Texto do documento —
↓
Ideia de transferir atos médicos para outros profissionais abre guerra

Bastonário dos médicos exige demissão do presidente do Conselho Nacional de Saúde e que o governo esclareça que trabalho está a ser feito.

“O ministro vai ter de decidir se quer uma saúde com médicos ou sem médicos.” O ultimato é do bastonário dos médicos, que exige ao governo a demissão do presidente do Conselho Nacional de Saúde depois de este ter afirmado, numa entrevista em outubro, que eventualmente não seriam necessários muito mais médicos no SNS, mas sim mais enfermeiros e paramédicos e um reordenamento de tarefas. Miguel Guimarães vai mais longe e quer que o ministério esclareça se estão a ser estudadas alterações sem a inclusão dos médicos, algo que Jorge Simões deu a entender na entrevista à Antena 1. “Nunca os médicos estiveram tão unidos”, disse ao i. “É um episódio de fratura evidente.”

Ontem, reforçada esta tomada de posição da Ordem dos Médicos e no dia em que foram apresentados os primeiros relatórios do conselho sobre o estado do SNS – que alertam para o subfinanciamento do setor –, Jorge Simões defendeu que este tema da transferência de tarefas não pode ser tabu e recusou comentar o pedido de demissão. “Não é nenhuma ameaça para os médicos, mas temos de pensar num Portugal mais transversal do que a profissão A ou a profissão B”, disse Jorge Simões, citado pela agência Lusa.
↑
Material fornecido —
↓
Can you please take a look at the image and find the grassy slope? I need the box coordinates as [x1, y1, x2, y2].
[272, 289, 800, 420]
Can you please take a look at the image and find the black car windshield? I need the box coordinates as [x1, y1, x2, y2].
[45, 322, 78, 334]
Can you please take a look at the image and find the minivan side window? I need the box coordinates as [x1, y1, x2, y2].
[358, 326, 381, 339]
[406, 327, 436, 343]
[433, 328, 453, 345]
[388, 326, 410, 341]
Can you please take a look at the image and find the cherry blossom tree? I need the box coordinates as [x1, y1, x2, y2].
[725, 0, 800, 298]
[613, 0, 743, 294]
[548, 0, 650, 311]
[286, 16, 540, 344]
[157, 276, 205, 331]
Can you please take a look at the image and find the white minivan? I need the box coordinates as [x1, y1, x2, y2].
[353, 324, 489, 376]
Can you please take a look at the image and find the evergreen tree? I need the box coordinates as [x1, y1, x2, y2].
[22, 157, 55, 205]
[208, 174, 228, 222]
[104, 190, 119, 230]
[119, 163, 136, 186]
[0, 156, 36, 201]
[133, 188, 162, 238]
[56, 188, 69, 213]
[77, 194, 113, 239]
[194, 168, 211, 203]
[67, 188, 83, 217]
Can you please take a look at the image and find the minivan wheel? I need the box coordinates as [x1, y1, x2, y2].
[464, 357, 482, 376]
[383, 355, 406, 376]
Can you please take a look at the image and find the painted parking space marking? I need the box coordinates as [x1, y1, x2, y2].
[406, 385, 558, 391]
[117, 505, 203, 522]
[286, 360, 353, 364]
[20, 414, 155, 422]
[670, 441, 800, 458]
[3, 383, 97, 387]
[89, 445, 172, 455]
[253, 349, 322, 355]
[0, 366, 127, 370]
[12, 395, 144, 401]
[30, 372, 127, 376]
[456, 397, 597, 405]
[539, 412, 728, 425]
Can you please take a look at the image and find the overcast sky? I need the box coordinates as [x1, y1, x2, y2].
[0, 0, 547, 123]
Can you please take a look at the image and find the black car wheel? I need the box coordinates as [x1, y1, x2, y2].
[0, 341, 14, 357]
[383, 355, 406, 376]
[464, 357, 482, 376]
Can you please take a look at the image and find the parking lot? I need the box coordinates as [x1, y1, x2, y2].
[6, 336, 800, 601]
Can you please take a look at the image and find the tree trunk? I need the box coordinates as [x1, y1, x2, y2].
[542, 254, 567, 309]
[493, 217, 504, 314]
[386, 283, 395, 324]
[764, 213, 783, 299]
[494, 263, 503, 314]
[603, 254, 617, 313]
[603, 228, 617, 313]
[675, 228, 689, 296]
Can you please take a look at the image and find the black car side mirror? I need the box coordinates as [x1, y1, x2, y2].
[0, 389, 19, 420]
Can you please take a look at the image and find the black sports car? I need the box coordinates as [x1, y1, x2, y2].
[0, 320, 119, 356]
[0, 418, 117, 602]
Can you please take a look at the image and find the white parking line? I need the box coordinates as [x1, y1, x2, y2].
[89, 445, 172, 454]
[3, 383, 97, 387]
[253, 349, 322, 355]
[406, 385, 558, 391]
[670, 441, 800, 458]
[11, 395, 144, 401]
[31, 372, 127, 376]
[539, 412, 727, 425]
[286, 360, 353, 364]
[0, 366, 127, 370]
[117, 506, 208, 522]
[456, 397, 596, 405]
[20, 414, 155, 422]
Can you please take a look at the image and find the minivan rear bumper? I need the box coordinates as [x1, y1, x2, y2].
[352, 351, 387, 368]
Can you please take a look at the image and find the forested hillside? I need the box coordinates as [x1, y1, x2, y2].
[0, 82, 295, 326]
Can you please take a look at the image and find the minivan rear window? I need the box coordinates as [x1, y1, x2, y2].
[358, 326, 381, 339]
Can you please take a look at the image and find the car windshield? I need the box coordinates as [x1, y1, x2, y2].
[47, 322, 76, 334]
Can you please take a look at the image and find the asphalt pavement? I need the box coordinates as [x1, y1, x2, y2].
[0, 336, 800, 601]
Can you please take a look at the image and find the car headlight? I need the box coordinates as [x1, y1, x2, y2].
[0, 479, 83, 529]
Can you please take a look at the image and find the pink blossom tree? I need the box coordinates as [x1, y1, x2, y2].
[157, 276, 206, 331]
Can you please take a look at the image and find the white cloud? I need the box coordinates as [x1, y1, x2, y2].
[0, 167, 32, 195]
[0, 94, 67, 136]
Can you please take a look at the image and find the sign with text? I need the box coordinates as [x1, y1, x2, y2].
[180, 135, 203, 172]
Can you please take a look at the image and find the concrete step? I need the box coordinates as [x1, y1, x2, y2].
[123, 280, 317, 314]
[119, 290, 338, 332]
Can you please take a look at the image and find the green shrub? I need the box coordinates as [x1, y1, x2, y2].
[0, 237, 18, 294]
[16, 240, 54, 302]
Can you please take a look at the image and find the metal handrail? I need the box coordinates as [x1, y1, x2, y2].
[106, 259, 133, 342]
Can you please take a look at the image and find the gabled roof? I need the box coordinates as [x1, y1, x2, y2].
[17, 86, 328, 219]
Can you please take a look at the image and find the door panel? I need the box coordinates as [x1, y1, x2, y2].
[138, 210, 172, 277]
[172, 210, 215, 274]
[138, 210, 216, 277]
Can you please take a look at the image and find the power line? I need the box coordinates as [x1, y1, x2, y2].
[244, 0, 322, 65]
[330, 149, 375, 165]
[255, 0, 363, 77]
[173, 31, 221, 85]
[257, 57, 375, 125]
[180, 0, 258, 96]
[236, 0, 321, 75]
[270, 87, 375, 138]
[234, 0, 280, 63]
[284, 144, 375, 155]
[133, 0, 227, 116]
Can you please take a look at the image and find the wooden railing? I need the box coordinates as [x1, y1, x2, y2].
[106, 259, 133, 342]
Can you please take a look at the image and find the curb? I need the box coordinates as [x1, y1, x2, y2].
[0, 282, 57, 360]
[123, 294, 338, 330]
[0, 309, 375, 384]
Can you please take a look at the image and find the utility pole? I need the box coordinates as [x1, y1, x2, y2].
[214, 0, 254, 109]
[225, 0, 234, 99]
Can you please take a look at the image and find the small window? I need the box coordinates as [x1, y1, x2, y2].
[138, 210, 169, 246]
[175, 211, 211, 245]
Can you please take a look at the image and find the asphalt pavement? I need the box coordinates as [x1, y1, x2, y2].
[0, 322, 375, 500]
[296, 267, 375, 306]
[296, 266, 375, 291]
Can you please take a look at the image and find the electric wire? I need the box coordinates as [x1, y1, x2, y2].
↑
Tarefas do exercício —
[1] Reproduza, tal como está, o trecho da notícia sobre os atos médicos que vai de "Ontem, reforçada esta" a "pela agência Lusa.", ambos incluídos.
[2] Dê seguimento à notícia sobre os atos médicos a partir do ponto em que termina.
As entradas não contam para nada aqui.

Respostas das tarefas —
[1]
Ontem, reforçada esta tomada de posição da Ordem dos Médicos e no dia em que foram apresentados os primeiros relatórios do conselho sobre o estado do SNS – que alertam para o subfinanciamento do setor –, Jorge Simões defendeu que este tema da transferência de tarefas não pode ser tabu e recusou comentar o pedido de demissão. “Não é nenhuma ameaça para os médicos, mas temos de pensar num Portugal mais transversal do que a profissão A ou a profissão B”, disse Jorge Simões, citado pela agência Lusa.

[2]
Para Miguel Guimarães, não se trata da opinião de Jorge Simões, mas do facto de esta ser emitida pelo perito em declarações enquanto presidente do Conselho Nacional de Saúde, órgão consultivo do governo que a ordem integra. “Nunca este tema foi debatido no conselho”, diz o bastonário dos médicos, que admite que um dos cenários, caso o governo opte por manter Simões à frente do organismo criado no ano passado, é a ordem abandonar o conselho.

Guimarães diz também que, depois das declarações e perante a suspeição de que algo estará a ser negociado sem os profissionais, tem crescido a indignação dos médicos, que ontem estiveram em greve. E admite outras formas de protesto e menos tolerância. “Os médicos têm estado disponíveis para tudo, mas há limites.”

Posição corporativa quando o caminho é a multidisciplinaridade? Miguel Guimarães rejeita. “Os médicos são a única profissão que quer trabalhar em equipas multidisciplinares porque é sempre preciso haver coordenação e nenhuma profissão quer ser coordenada pelos médicos”, diz o bastonário, salientando que é impossível uma formação de seis anos mais a especialidade ter os seus atos transferidos para outros profissionais. “É uma ideia peregrina. Se os outros profissionais querem ser médicos, tirem o curso de Medicina.”

O i tentou perceber junto do Ministério da Saúde se está a ser estudada alguma medida em concreto nesta área, sem resposta até à hora de fecho. É um tema que se debate ciclicamente – do alcance das competências do enfermeiro de família à definição dos atos em saúde, que determina o que cada profissão da saúde pode fazer. A proposta de lei do governo deu entrada no parlamento há um ano e aí permanece.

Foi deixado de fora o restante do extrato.